Tekst źródłowy:
Niespodziewanie wskoczyłem do TOP3 w Bad Company i nie mogłem wystąpić w dzisiejszym meczu, a za mnie wskoczył Tępy, który potrzebował dodatkowego treningu. Mam nadzieję, że złapał większy luz i to zaprocentuje w lidze. Kolejne cenne doświadczenie złapał Matju, problemy sprzętowe miał nasz debiutant Bejot, stąd tylko trzy biegi dla niego. Duże podziękowania dla mk, który wobec problemów kadrowych zgodził się uzupełnić nasz skład. A Delejt już udał się do kąta na karnego jeżyka, żeby przemyśleć swój dzisiejszy występ… Naturalnie w LR nie jedziemy o wynik, a druga z rzędu porażka 44:46 raczej nie wpłynie na nasze morale.

Matic (Bad Company)

Zestaw zadań:
[A] Jakim wynikiem zakończyła się druga z rzędu porażka opisana w tekście źródłowym?
[B] Kontynuuj tekst źródłowy o meczu od miejsca, w którym się kończy.

Wyciąg z danych:

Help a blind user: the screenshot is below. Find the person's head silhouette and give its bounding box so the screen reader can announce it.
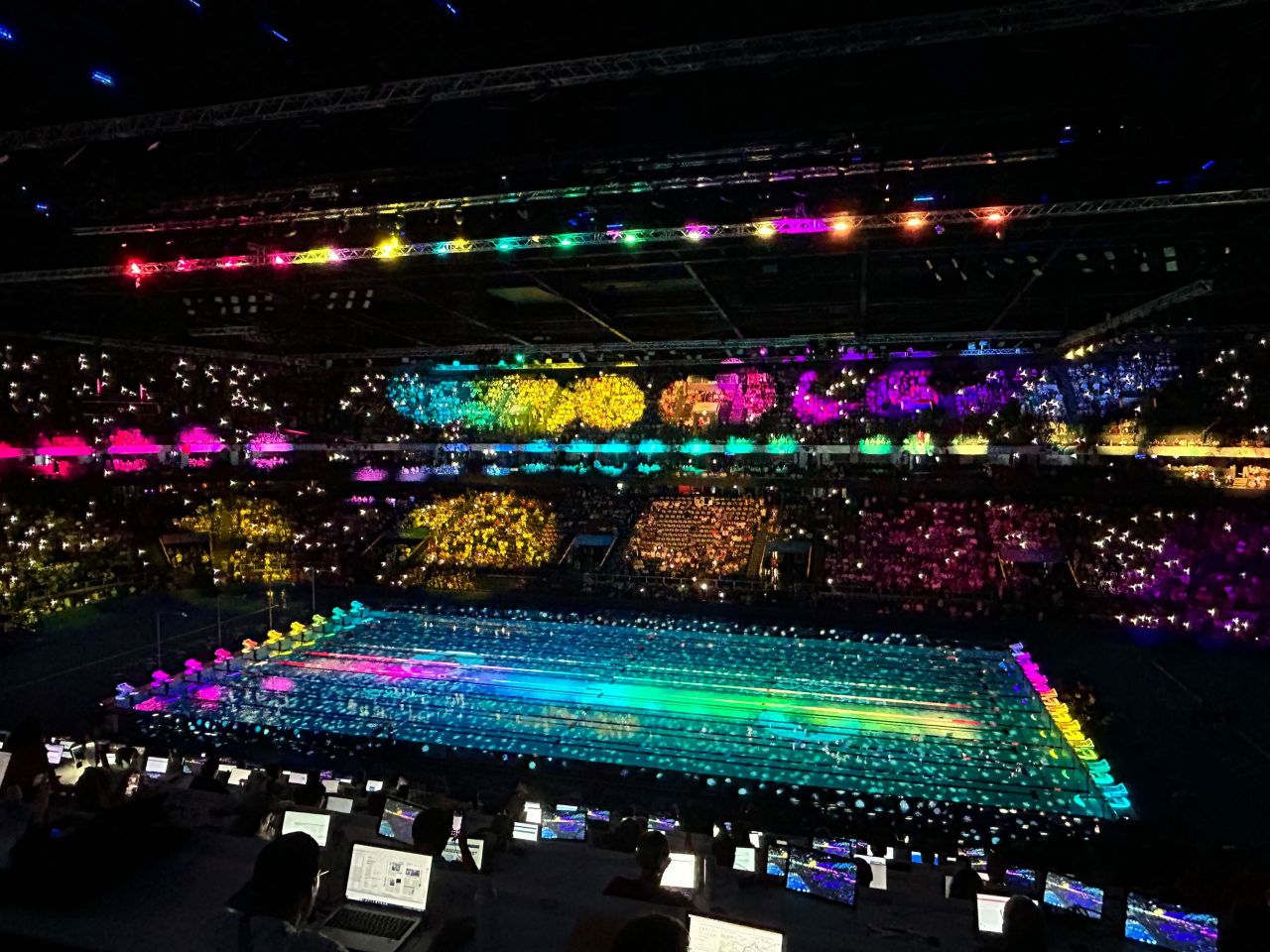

Odpowiedzi do zadań:
[A] 44:46.

[B]
Kolejny raz udowodniliśmy, że stać nas na wiele. Liga rezerw to bardzo fajna inicjatywa, która pozwala na jazdę w nieco luźniejszej atmosferze, bez sięgania do najgłębszych czeluści mózgu i to jak widać nam odpowiada. Ja się musiałem tego dnia nieco rozkręcać, na szczęście końcówka należała do nas. Cel na kolejne mecze – trochę więcej trójek i będzie dobrze.

Speedi (Champions Team)

Paweu w finale IM. „Zadanie będzie piekielnie trudne”

Paweu jest jednym z zawodników, którzy pojadą w finale Indywidualnych Mistrzostw ISQ. Był jednym z faworytów półfinału i nie zawiódł. Zdobył 13 punktów, choć w głowie miał zupełnie co innego niż żużel.

Trzy godziny przed zawodami dowiedziałem się o śmierci mojej mamy. Przed samym turniejem poprosiłem Matica i Apocalipsa o krótki trening, żeby sprawdzić, czy w ogóle będę w stanie trafiać w odpowiednie klawisze. 13 punktów w takim stanie psychicznym to chyba nie jest zły wynik. Szkoda tylko, że koledzy z Kompanii nie awansowali do finału – powiedział Paweu.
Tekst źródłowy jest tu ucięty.